━━━━━ Entries

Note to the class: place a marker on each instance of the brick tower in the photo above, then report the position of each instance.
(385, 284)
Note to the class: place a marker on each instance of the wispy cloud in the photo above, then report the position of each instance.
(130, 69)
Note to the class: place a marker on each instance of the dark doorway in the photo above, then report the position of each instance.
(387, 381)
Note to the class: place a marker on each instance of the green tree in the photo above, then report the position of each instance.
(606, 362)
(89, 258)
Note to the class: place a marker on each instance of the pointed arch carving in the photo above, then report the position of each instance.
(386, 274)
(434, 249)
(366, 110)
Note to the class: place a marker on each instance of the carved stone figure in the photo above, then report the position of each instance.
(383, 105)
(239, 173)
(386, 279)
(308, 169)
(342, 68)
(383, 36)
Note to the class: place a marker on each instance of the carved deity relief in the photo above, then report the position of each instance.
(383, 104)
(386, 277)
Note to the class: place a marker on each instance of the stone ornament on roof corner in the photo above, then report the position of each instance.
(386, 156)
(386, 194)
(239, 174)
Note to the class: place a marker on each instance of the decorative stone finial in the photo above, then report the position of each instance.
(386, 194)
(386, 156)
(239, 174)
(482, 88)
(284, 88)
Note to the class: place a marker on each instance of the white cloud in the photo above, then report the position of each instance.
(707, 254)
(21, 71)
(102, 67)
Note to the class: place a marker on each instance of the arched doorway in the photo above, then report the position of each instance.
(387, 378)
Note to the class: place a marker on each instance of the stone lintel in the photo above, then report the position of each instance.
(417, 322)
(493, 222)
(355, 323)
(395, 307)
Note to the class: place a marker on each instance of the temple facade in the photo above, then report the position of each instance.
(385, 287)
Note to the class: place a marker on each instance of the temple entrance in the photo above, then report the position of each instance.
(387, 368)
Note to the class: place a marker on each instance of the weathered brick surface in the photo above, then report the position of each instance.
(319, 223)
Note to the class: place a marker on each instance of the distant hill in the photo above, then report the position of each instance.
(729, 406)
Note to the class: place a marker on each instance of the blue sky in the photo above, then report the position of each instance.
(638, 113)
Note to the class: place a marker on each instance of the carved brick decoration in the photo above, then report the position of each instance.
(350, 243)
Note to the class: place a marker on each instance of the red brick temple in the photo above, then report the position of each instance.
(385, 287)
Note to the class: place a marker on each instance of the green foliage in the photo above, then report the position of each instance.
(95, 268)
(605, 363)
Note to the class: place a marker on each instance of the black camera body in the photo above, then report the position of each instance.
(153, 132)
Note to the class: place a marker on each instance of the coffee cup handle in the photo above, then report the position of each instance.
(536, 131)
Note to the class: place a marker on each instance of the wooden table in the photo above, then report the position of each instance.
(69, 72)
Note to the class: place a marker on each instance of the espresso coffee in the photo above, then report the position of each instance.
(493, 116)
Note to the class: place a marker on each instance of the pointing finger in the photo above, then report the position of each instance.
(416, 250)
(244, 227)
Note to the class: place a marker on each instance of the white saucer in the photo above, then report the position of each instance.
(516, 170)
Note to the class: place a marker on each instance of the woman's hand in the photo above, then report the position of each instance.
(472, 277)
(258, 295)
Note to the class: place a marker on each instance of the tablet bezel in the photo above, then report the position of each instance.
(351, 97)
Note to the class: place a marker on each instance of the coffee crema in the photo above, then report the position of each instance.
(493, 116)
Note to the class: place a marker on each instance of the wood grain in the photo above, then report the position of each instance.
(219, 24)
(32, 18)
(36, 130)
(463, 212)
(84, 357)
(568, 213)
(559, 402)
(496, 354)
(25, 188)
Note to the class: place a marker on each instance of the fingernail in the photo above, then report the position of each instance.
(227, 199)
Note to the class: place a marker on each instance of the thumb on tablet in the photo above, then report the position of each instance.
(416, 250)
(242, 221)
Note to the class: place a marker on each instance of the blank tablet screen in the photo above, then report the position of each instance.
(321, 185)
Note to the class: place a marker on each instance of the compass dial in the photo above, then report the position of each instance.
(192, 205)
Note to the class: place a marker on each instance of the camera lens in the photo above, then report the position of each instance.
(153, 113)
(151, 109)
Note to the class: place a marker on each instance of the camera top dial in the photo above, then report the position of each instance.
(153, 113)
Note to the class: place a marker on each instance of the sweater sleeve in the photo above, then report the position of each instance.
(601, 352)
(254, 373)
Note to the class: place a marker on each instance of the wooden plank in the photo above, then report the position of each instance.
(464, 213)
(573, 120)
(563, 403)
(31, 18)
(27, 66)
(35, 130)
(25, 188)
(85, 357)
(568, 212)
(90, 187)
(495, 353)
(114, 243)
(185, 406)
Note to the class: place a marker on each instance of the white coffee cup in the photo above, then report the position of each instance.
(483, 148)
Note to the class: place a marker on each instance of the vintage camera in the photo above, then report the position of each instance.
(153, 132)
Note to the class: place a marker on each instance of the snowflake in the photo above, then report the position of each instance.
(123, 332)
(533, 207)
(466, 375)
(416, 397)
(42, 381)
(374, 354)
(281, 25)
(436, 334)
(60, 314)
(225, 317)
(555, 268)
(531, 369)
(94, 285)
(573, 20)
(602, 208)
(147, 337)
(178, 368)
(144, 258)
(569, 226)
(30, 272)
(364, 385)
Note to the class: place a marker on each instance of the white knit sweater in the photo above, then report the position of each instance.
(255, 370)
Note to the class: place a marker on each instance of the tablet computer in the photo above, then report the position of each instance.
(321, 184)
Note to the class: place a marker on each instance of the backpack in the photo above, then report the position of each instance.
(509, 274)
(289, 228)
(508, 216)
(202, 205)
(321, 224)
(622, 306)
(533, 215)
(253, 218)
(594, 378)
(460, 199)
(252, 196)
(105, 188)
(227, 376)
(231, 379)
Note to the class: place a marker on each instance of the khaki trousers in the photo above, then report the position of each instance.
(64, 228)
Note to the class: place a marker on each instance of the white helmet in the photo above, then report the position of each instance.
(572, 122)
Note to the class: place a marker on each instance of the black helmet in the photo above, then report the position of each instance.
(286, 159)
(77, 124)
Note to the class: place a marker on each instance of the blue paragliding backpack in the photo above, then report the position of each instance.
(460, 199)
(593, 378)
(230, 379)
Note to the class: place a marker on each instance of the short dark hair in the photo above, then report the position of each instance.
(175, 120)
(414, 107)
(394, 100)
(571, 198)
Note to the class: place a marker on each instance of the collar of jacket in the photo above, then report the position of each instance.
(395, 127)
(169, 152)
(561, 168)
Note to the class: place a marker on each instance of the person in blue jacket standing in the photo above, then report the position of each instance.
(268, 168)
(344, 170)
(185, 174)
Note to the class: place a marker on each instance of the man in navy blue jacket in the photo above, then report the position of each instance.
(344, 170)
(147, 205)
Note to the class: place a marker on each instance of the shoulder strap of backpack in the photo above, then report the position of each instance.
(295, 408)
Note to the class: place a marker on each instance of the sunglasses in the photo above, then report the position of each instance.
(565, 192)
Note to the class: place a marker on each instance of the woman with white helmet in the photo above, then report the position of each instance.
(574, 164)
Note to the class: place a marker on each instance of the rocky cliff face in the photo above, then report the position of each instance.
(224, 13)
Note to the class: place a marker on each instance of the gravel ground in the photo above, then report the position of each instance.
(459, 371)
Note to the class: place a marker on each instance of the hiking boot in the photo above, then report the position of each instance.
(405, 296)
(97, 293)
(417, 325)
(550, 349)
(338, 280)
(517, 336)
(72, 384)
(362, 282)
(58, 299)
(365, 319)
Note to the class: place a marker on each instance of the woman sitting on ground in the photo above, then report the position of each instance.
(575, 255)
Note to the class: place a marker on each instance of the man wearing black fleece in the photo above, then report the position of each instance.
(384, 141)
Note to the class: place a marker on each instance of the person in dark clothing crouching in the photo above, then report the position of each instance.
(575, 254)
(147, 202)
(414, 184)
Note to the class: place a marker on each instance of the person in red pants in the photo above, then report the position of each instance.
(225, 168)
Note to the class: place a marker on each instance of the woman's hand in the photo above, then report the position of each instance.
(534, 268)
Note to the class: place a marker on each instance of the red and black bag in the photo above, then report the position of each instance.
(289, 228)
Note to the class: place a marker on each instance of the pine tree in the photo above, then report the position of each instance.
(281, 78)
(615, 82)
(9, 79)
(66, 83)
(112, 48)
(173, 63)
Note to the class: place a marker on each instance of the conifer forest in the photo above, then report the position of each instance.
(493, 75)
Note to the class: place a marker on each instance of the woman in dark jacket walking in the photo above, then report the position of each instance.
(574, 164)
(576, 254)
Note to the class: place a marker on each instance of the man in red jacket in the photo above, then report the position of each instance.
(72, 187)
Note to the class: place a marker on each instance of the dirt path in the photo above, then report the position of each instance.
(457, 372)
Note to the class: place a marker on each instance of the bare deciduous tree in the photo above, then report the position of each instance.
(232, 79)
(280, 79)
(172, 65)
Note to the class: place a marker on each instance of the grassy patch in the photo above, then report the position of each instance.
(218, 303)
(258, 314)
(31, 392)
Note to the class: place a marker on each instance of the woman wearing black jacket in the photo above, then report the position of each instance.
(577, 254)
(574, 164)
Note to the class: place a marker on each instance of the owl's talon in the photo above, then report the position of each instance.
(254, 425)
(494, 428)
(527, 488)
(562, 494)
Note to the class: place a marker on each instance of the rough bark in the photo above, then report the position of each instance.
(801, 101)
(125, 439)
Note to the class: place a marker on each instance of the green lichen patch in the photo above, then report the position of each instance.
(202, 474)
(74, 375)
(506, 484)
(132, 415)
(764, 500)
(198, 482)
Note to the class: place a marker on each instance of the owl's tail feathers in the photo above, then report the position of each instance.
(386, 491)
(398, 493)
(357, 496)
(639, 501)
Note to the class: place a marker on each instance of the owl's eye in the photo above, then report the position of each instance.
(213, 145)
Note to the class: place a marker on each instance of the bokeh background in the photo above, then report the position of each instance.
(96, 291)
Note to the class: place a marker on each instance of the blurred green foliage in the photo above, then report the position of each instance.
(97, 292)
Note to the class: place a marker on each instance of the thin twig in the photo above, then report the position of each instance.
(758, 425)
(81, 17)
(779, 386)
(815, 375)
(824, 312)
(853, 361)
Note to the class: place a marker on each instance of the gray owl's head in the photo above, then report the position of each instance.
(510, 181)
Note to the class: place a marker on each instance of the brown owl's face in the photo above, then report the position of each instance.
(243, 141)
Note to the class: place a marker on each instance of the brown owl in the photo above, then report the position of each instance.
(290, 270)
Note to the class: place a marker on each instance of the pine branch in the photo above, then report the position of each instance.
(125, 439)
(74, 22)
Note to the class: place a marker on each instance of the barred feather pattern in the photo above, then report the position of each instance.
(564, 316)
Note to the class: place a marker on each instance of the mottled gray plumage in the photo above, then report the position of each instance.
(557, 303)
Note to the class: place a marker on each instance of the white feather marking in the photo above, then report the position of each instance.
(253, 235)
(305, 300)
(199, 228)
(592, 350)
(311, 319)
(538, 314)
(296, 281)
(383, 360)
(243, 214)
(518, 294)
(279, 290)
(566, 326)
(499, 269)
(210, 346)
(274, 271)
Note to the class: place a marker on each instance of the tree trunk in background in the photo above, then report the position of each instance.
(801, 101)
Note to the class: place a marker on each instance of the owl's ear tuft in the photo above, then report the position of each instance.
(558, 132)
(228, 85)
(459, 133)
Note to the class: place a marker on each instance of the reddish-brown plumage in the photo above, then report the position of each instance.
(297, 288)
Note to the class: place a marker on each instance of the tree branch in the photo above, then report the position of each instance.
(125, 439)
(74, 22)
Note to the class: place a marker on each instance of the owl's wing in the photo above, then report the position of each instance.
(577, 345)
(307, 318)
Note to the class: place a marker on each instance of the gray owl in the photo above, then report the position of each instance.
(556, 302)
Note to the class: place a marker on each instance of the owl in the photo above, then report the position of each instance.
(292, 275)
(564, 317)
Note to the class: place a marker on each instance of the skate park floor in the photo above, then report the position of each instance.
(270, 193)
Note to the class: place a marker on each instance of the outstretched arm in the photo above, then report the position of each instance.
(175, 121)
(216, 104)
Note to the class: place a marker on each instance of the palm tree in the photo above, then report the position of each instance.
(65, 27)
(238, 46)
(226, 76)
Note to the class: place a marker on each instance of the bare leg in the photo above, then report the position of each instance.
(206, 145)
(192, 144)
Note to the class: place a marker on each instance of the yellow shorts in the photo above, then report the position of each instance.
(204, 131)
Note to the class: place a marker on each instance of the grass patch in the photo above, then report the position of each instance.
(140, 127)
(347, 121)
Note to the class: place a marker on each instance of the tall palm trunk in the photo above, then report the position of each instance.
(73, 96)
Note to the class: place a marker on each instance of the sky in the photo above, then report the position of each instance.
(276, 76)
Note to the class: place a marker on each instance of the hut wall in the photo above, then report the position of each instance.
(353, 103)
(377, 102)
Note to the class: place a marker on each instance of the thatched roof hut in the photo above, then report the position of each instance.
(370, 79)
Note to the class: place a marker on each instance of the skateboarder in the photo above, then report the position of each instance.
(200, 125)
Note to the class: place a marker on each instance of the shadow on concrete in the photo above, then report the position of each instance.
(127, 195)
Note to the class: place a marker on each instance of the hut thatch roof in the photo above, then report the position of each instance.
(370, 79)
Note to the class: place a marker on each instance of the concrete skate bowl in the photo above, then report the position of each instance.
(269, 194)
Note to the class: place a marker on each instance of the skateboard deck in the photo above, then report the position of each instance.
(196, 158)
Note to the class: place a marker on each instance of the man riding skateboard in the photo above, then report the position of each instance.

━━━━━━━━━━

Reproduce, word for word, every line starting at the line that contains "instance of the sky" and ending with the final line of the entries.

Note to the class: place a marker on each instance of the sky in the photo above, then report the position of each instance.
(276, 76)
Note to the class: place a marker on each instance of the hut wall in the photo above, then report the position of each instance.
(353, 103)
(377, 102)
Note to the class: place a marker on each instance of the thatched roof hut in the photo above, then report the position of each instance.
(370, 79)
Note to the class: place a marker on each instance of the skateboarder in the photo above, then report the position of each instance.
(200, 125)
Note to the class: place a marker on each instance of the shadow on concrete in the photo above, then report the position of each instance.
(127, 195)
Note to the class: place a marker on each instance of the hut thatch roof in the photo above, then report the position of each instance.
(370, 79)
Note to the class: place a marker on each instance of the concrete skate bowl in the photo above, then report the position of each instance.
(269, 194)
Note to the class: place a marker on each instance of the skateboard deck in the photo above, then report the position of each instance.
(196, 158)
Note to the class: place a marker on each instance of the man riding skateboard in the photo above, then report the position of each instance.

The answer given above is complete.